* Exercise prompt *
Copy all of the records below line for line, with no changes.

────────────────────

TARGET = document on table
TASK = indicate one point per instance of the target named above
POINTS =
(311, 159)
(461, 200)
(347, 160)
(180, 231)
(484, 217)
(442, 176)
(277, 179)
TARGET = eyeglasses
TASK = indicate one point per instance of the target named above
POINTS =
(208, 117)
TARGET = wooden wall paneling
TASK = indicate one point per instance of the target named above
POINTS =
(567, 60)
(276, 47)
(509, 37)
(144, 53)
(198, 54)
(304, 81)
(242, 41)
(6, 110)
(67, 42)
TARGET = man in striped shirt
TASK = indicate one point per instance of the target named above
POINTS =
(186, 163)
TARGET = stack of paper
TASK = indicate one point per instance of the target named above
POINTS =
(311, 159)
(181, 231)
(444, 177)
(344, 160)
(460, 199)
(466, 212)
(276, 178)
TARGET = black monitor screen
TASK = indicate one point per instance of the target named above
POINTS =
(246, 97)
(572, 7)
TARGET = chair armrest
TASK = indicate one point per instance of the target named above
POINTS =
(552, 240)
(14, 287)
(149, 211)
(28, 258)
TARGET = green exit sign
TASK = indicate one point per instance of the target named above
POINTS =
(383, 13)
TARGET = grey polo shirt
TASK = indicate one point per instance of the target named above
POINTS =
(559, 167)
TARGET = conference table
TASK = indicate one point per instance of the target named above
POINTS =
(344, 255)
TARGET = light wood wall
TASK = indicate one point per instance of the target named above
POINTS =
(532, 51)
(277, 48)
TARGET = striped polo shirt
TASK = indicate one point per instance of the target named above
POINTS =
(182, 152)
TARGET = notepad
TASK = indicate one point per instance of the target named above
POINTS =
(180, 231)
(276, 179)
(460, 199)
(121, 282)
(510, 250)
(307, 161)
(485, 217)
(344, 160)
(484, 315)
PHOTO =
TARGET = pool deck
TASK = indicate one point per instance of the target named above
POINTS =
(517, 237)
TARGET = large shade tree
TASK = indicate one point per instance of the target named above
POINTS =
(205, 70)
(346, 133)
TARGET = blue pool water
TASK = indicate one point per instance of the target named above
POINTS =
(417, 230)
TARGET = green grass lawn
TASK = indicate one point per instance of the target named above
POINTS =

────────────────────

* Written answer *
TARGET = document on table
TASK = indicate one point per instance of the target named above
POINTS =
(311, 159)
(461, 200)
(347, 160)
(180, 231)
(484, 217)
(442, 176)
(277, 179)
TARGET = eyeglasses
TASK = indicate one point per instance of the target named above
POINTS =
(208, 117)
TARGET = wooden wall paneling
TASK = indicate one point per instance of the target named above
POINTS =
(567, 60)
(276, 47)
(509, 37)
(144, 53)
(198, 54)
(304, 81)
(242, 41)
(6, 110)
(67, 42)
TARGET = man in striped shirt
TASK = indicate one point per instance of the target named above
POINTS =
(186, 163)
TARGET = stack of paper
TASK = indicate one point per instance of the target named above
POINTS =
(311, 159)
(181, 231)
(444, 177)
(344, 160)
(460, 199)
(466, 212)
(276, 178)
TARGET = black monitor screen
TASK = indicate one point per instance of the target named above
POINTS =
(246, 97)
(572, 7)
TARGET = chair armrest
TASK = indicate one point per instance of the target named above
POINTS =
(552, 240)
(14, 287)
(149, 211)
(28, 258)
TARGET = green exit sign
TASK = indicate one point per instance of the target named above
POINTS =
(383, 13)
TARGET = grey polo shirt
TASK = indicate one point per instance of the target named above
POINTS =
(559, 167)
TARGET = conference table
TASK = indicate one point per instance of the target named above
POINTS =
(344, 255)
TARGET = light wood wall
TASK = indicate one point per instance of the target named above
POINTS =
(532, 51)
(277, 48)
TARGET = striped polo shirt
TASK = indicate one point per instance of the target named above
POINTS =
(182, 152)
TARGET = notepad
TASK = indicate one point per instance of the target named above
POINTS =
(180, 231)
(276, 179)
(460, 199)
(121, 282)
(510, 250)
(307, 161)
(485, 217)
(344, 160)
(484, 315)
PHOTO =
TARGET = pool deck
TASK = indicate one point per instance of the target named above
POINTS =
(517, 237)
TARGET = large shade tree
TASK = indicate one point per instance of the target named above
POINTS =
(205, 70)
(346, 133)
TARGET = blue pool water
TASK = indicate one point per instance of the target named above
POINTS =
(417, 230)
TARGET = green grass lawn
TASK = indicate one point per instance of the target named above
POINTS =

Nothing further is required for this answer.